> [Task requirements] Filter the listing down to the lines containing the word "person".

Segment Open

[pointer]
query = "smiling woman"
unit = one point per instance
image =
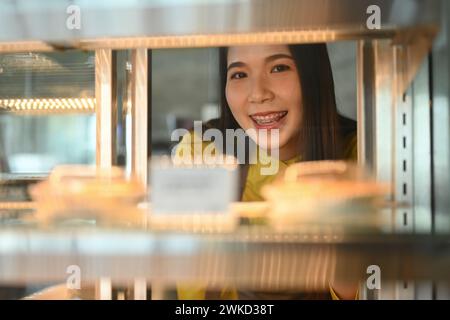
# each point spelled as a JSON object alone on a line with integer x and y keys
{"x": 289, "y": 89}
{"x": 263, "y": 92}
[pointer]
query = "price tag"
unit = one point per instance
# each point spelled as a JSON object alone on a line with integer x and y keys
{"x": 182, "y": 190}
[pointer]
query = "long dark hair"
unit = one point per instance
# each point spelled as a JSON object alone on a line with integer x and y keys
{"x": 323, "y": 129}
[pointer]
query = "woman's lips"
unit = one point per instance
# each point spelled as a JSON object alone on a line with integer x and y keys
{"x": 268, "y": 120}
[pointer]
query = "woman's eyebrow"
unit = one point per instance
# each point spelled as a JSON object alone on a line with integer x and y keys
{"x": 268, "y": 59}
{"x": 278, "y": 56}
{"x": 235, "y": 65}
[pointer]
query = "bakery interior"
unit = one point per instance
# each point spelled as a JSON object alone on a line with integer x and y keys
{"x": 91, "y": 206}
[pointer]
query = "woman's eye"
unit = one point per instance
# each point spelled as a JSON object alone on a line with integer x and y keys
{"x": 280, "y": 68}
{"x": 238, "y": 75}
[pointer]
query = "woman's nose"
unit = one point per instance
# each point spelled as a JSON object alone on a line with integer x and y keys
{"x": 260, "y": 91}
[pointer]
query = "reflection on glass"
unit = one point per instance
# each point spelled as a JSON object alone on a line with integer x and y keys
{"x": 47, "y": 111}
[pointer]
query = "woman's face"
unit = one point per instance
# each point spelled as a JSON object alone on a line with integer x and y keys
{"x": 263, "y": 92}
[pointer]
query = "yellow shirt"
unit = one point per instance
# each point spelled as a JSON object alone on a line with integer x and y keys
{"x": 191, "y": 145}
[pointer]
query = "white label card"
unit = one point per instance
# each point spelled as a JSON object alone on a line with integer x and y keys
{"x": 192, "y": 190}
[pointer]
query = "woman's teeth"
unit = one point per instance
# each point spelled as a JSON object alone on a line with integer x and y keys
{"x": 269, "y": 118}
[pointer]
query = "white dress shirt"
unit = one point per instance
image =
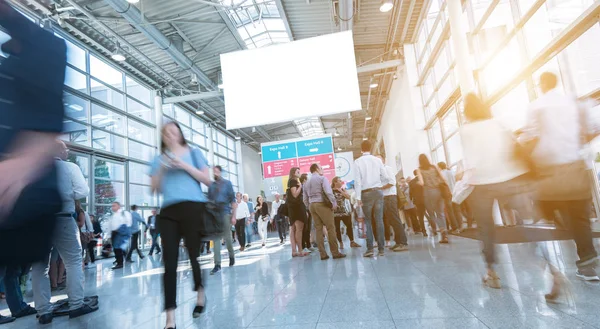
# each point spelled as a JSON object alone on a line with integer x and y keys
{"x": 119, "y": 218}
{"x": 392, "y": 180}
{"x": 556, "y": 119}
{"x": 370, "y": 173}
{"x": 242, "y": 211}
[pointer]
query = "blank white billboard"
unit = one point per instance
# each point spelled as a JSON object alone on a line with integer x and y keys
{"x": 306, "y": 78}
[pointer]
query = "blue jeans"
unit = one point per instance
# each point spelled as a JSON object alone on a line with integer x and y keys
{"x": 12, "y": 286}
{"x": 373, "y": 209}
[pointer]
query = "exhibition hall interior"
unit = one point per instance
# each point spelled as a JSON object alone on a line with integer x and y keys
{"x": 366, "y": 164}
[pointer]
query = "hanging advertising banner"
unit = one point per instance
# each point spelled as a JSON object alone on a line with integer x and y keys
{"x": 279, "y": 157}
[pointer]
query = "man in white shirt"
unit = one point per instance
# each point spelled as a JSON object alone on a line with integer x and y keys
{"x": 370, "y": 178}
{"x": 391, "y": 216}
{"x": 559, "y": 122}
{"x": 280, "y": 222}
{"x": 72, "y": 186}
{"x": 242, "y": 213}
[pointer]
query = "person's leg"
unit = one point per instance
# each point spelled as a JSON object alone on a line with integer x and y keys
{"x": 391, "y": 212}
{"x": 576, "y": 216}
{"x": 40, "y": 284}
{"x": 68, "y": 244}
{"x": 338, "y": 232}
{"x": 318, "y": 221}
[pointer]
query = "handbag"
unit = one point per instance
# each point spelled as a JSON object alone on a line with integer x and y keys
{"x": 211, "y": 220}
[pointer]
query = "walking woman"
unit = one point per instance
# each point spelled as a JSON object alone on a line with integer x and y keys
{"x": 431, "y": 178}
{"x": 262, "y": 208}
{"x": 178, "y": 173}
{"x": 490, "y": 166}
{"x": 342, "y": 213}
{"x": 296, "y": 212}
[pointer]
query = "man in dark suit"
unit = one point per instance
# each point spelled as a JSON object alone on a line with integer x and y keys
{"x": 417, "y": 196}
{"x": 152, "y": 220}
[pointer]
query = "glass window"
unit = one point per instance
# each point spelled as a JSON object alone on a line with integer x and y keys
{"x": 511, "y": 109}
{"x": 435, "y": 134}
{"x": 108, "y": 95}
{"x": 503, "y": 67}
{"x": 75, "y": 80}
{"x": 580, "y": 62}
{"x": 182, "y": 115}
{"x": 140, "y": 131}
{"x": 139, "y": 92}
{"x": 139, "y": 173}
{"x": 454, "y": 149}
{"x": 107, "y": 119}
{"x": 75, "y": 132}
{"x": 76, "y": 107}
{"x": 139, "y": 110}
{"x": 450, "y": 122}
{"x": 106, "y": 73}
{"x": 141, "y": 151}
{"x": 76, "y": 56}
{"x": 141, "y": 195}
{"x": 103, "y": 140}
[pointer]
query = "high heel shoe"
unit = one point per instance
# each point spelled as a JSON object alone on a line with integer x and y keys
{"x": 199, "y": 309}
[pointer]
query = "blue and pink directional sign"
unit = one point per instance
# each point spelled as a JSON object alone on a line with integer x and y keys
{"x": 279, "y": 157}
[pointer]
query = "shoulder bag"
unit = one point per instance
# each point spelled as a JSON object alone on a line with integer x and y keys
{"x": 211, "y": 221}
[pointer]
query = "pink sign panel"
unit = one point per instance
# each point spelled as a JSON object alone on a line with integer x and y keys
{"x": 325, "y": 160}
{"x": 278, "y": 168}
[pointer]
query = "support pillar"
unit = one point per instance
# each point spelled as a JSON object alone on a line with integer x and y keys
{"x": 458, "y": 37}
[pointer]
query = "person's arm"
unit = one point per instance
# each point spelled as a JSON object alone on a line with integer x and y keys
{"x": 329, "y": 192}
{"x": 358, "y": 183}
{"x": 80, "y": 187}
{"x": 420, "y": 180}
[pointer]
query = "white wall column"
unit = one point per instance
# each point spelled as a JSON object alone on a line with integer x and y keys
{"x": 158, "y": 119}
{"x": 458, "y": 37}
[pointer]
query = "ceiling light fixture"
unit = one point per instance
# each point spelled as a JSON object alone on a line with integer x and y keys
{"x": 118, "y": 54}
{"x": 386, "y": 5}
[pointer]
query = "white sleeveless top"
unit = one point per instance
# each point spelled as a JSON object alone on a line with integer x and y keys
{"x": 488, "y": 150}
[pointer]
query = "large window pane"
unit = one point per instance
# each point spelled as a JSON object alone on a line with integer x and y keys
{"x": 107, "y": 119}
{"x": 139, "y": 173}
{"x": 76, "y": 56}
{"x": 503, "y": 67}
{"x": 139, "y": 110}
{"x": 106, "y": 94}
{"x": 76, "y": 107}
{"x": 75, "y": 80}
{"x": 139, "y": 92}
{"x": 511, "y": 109}
{"x": 140, "y": 132}
{"x": 106, "y": 73}
{"x": 140, "y": 151}
{"x": 454, "y": 149}
{"x": 108, "y": 142}
{"x": 140, "y": 195}
{"x": 75, "y": 132}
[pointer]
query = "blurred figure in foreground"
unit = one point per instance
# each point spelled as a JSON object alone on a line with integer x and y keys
{"x": 558, "y": 126}
{"x": 31, "y": 92}
{"x": 490, "y": 166}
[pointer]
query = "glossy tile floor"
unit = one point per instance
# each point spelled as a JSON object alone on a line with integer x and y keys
{"x": 431, "y": 286}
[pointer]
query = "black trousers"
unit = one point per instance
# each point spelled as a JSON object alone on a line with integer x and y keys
{"x": 92, "y": 250}
{"x": 134, "y": 245}
{"x": 176, "y": 222}
{"x": 306, "y": 232}
{"x": 155, "y": 245}
{"x": 411, "y": 217}
{"x": 349, "y": 229}
{"x": 280, "y": 222}
{"x": 240, "y": 230}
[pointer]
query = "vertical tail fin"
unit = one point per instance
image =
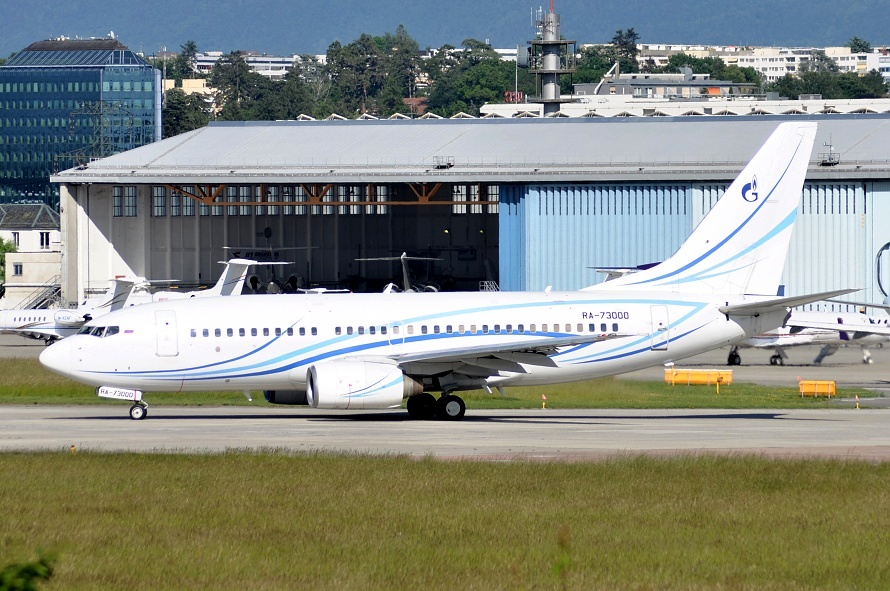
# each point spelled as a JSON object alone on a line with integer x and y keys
{"x": 741, "y": 244}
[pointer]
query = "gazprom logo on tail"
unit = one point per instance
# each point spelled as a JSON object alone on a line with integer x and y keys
{"x": 749, "y": 191}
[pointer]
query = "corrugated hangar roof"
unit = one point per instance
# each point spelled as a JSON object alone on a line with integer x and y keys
{"x": 494, "y": 150}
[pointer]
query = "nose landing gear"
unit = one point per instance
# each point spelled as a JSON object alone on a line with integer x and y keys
{"x": 139, "y": 411}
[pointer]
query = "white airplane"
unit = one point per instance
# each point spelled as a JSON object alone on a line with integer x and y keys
{"x": 407, "y": 285}
{"x": 829, "y": 329}
{"x": 374, "y": 351}
{"x": 50, "y": 325}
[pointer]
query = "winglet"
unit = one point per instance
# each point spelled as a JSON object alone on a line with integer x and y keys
{"x": 232, "y": 279}
{"x": 776, "y": 304}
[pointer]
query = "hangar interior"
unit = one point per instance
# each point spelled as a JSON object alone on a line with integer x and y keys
{"x": 322, "y": 238}
{"x": 526, "y": 203}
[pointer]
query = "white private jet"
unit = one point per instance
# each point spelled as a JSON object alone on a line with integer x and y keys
{"x": 51, "y": 325}
{"x": 829, "y": 329}
{"x": 373, "y": 351}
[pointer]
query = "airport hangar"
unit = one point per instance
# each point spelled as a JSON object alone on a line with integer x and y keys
{"x": 528, "y": 203}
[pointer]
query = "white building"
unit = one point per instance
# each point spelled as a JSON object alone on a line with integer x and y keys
{"x": 35, "y": 268}
{"x": 273, "y": 67}
{"x": 772, "y": 63}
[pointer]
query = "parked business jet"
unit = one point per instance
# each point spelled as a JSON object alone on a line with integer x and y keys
{"x": 365, "y": 351}
{"x": 50, "y": 325}
{"x": 829, "y": 329}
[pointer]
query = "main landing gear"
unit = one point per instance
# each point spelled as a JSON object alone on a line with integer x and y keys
{"x": 139, "y": 411}
{"x": 425, "y": 407}
{"x": 734, "y": 357}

Segment Closed

> [Response to this task]
query = "person's leg"
query = "person's arm"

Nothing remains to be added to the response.